■ **Tareas y ejercicios**
(1) Traduce al inglés esta oración del texto sobre la Sección Especial: "Solveyra Casares tenía su despacho contiguo al del presidente en la Casa Rosada y participaba en las reuniones de gabinete."
(2) Indica si cada afirmación concuerda con el texto sobre la Sección Especial. Responde sí o no y cita las palabras del texto que lo deciden.
(a) Caride volvió a la Sección Especial a la medianoche.
(b) Al detenido se le había aplicado hielo, como Caride había indicado.
(c) El subcomisario José González tenía un rango superior al de Lombilla.
(3) Por favor, devuelve sin cambios el fragmento del texto sobre la Sección Especial que va desde "A la medianoche" hasta "tiene otra salida.", ambas inclusive.

■ **Fragmento del texto**
—————
Pasadas las seis de la mañana, lo dejaron ir. Quedó una guardia de policías vigilando su casa. A la tarde Caride fue a hacer visitas médicas acompañado por un oficial.
A la medianoche volvió a la Sección Especial para ver al detenido ilegal. Estaba tirado sobre un felpudo; no había hielo ni se había aplicado nada de lo que indicó. Un par de zapatos en la cabeza le servían de almohada. Todo el resto estaba igual.
Caride protestó ante Lombilla y el comisario le pidió que no se alterara. No tenía mucho margen para quejarse.
-Cualquier acusación que haga en nuestra contra sólo servirá para comprometerlo. Continúe con nosotros y en silencio. No tiene otra salida.
La Sección Especial era un “agujero negro” de la Policía Federal. Lombilla le explicó el funcionamiento. En teoría, su repartición dependía de la División de Investigaciones de la Policía Federal. Pero en la práctica era una repartición autónoma que reportaba a la División de Informaciones Políticas de la presidencia de la Nación, que dirigía el comandante de Gendarmería, general Guillermo Solveyra Casares.
En 1938, Solveyra Casares había creado y comandado el primer servicio de la inteligencia de la fuerza e internó a sus gendarmes, vestidos de paisanos, en los bosques del Territorio del Chaco para buscar información que ayudara a capturar a Segundo David Peralta, alias “Mate Cosido”, y otros bandoleros sociales que atormentaban, con asaltos y secuestros, a gerentes de compañías extranjeras y estancieros.
Solveyra Casares tenía su despacho contiguo al del presidente en la Casa Rosada y participaba en las reuniones de gabinete.
El hombre de “enlace administrativo” entre Balcarce 50 y Urquiza 556 era el subcomisario José González, que revestía como subjefe de Informaciones Políticas y también como subjefe de la Sección Especial, un escalón por debajo de Lombilla.
—————
(Datos extraídos de una colección)
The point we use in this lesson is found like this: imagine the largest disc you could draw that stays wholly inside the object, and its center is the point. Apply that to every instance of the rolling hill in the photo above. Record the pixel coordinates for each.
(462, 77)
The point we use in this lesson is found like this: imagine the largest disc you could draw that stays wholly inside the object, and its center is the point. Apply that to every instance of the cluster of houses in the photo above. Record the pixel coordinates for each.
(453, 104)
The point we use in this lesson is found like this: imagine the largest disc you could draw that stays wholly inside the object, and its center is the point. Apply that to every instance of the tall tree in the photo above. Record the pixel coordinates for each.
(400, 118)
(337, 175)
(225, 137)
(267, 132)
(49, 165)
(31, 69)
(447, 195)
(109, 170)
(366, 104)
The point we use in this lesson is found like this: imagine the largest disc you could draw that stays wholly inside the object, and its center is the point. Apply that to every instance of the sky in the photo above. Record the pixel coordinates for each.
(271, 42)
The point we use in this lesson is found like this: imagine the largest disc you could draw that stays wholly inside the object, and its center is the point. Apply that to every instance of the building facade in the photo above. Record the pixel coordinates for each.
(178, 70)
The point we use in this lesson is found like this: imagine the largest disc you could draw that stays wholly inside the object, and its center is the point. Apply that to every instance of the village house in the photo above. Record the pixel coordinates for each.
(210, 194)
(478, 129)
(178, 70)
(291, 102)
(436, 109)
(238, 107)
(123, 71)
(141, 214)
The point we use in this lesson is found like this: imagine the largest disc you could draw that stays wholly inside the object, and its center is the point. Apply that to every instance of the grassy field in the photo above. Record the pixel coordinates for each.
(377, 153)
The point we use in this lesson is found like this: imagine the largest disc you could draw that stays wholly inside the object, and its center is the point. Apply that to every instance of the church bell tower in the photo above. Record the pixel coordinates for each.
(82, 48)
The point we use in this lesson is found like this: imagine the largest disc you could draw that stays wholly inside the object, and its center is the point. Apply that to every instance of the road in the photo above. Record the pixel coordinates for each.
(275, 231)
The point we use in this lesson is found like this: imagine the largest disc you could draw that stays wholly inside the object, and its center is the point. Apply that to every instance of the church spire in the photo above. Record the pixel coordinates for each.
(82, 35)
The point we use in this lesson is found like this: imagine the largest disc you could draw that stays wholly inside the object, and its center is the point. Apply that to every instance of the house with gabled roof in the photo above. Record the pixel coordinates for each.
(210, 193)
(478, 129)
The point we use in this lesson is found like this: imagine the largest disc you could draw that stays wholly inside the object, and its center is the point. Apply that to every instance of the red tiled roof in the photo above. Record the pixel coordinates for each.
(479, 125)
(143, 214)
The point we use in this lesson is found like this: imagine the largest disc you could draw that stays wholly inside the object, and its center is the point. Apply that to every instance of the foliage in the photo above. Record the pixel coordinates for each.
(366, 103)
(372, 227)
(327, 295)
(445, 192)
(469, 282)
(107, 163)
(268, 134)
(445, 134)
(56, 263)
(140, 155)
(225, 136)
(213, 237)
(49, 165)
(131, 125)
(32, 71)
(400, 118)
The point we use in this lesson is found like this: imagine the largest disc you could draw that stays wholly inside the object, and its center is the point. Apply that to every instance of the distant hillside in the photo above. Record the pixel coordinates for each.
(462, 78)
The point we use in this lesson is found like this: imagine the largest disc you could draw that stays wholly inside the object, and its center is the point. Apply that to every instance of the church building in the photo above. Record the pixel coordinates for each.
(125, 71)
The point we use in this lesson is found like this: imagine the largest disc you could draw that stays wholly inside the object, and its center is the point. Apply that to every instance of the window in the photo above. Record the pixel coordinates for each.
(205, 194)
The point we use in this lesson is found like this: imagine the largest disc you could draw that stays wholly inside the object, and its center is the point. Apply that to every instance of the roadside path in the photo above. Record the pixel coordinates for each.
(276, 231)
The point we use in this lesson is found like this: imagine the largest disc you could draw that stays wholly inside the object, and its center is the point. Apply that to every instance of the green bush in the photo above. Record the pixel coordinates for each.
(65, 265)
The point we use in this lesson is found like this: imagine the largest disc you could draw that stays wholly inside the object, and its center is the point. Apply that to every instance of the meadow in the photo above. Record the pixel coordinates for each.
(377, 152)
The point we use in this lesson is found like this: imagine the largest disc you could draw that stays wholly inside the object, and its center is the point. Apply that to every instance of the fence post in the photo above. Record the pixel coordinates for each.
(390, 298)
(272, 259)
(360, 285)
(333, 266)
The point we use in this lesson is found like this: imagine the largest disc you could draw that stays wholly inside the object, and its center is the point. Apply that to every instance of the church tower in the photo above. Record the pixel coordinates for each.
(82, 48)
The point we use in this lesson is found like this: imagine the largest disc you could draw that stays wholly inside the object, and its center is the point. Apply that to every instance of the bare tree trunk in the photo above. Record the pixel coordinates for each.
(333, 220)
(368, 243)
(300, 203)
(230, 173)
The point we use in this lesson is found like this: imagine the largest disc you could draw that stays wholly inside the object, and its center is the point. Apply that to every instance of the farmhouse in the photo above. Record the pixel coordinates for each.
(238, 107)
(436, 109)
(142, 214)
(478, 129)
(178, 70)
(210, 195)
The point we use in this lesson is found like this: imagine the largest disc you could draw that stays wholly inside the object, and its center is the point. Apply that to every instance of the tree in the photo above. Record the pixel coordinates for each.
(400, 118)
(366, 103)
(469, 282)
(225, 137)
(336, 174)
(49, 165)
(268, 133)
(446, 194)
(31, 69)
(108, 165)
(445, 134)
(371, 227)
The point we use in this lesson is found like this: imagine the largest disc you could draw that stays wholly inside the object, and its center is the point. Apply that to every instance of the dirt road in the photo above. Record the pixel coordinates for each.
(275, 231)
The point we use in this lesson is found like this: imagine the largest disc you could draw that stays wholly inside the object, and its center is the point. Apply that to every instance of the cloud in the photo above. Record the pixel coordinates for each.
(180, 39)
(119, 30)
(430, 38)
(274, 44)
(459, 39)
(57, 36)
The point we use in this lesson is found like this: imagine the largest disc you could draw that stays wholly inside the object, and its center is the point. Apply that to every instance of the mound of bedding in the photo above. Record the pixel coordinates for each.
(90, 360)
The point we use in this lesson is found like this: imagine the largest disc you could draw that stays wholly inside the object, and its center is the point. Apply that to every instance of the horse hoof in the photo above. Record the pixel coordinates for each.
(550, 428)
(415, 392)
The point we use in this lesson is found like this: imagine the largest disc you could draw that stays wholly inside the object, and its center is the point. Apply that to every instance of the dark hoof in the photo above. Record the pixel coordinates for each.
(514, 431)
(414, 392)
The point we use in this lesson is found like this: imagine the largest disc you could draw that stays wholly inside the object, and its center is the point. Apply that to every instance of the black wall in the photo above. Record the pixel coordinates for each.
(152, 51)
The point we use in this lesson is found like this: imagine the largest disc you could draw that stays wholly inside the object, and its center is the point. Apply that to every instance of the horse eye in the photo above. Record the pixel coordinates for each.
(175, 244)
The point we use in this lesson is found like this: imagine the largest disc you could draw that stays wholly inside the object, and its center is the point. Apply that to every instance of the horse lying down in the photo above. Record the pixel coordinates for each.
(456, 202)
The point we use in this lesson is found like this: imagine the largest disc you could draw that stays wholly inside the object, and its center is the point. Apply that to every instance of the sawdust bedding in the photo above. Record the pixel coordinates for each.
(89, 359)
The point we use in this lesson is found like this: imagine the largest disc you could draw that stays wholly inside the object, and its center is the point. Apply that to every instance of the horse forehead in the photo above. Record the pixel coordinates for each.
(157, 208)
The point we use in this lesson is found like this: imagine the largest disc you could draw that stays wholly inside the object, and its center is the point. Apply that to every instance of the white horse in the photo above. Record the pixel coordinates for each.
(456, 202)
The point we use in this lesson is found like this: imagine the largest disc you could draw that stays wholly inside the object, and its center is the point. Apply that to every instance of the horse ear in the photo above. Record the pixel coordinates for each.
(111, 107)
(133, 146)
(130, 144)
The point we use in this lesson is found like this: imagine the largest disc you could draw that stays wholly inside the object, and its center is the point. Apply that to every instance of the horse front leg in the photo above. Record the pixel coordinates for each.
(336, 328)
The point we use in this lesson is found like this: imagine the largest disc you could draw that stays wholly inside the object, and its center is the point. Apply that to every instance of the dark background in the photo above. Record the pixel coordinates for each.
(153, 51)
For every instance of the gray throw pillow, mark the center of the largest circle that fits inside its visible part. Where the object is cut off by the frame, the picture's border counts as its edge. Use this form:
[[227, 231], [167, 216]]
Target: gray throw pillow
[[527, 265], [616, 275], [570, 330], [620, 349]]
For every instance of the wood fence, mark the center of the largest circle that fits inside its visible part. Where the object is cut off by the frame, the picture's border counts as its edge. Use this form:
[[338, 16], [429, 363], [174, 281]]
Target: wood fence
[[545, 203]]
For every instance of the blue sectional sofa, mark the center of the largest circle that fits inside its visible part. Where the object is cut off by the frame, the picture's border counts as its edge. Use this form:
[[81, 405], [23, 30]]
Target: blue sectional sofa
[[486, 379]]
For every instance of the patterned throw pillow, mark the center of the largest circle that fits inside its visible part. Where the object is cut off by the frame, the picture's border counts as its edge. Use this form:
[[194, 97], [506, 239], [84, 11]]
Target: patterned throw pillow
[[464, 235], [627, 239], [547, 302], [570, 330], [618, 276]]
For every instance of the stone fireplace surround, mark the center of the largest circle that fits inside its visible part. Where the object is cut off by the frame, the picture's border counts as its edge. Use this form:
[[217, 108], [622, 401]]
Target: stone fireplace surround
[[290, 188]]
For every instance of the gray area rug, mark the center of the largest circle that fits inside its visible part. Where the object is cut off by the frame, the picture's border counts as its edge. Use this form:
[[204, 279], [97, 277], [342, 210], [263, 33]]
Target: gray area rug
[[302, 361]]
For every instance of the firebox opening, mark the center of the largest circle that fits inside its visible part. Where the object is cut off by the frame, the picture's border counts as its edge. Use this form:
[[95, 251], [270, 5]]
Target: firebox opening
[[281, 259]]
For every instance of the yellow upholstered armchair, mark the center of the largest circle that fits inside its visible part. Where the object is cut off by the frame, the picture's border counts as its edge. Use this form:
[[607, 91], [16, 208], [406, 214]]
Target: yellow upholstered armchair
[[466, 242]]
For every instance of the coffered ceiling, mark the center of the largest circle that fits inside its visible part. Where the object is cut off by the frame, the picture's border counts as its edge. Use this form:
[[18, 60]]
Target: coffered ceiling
—————
■ **Soluciones**
(1) Solveyra Casares had his office next to the president's in the Casa Rosada and took part in cabinet meetings.

(2)
(a) Sí: "A la medianoche volvió a la Sección Especial para ver al detenido ilegal."
(b) No: "no había hielo ni se había aplicado nada de lo que indicó."
(c) No: "un escalón por debajo de Lombilla."

(3)
A la medianoche volvió a la Sección Especial para ver al detenido ilegal. Estaba tirado sobre un felpudo; no había hielo ni se había aplicado nada de lo que indicó. Un par de zapatos en la cabeza le servían de almohada. Todo el resto estaba igual.
Caride protestó ante Lombilla y el comisario le pidió que no se alterara. No tenía mucho margen para quejarse.
-Cualquier acusación que haga en nuestra contra sólo servirá para comprometerlo. Continúe con nosotros y en silencio. No tiene otra salida.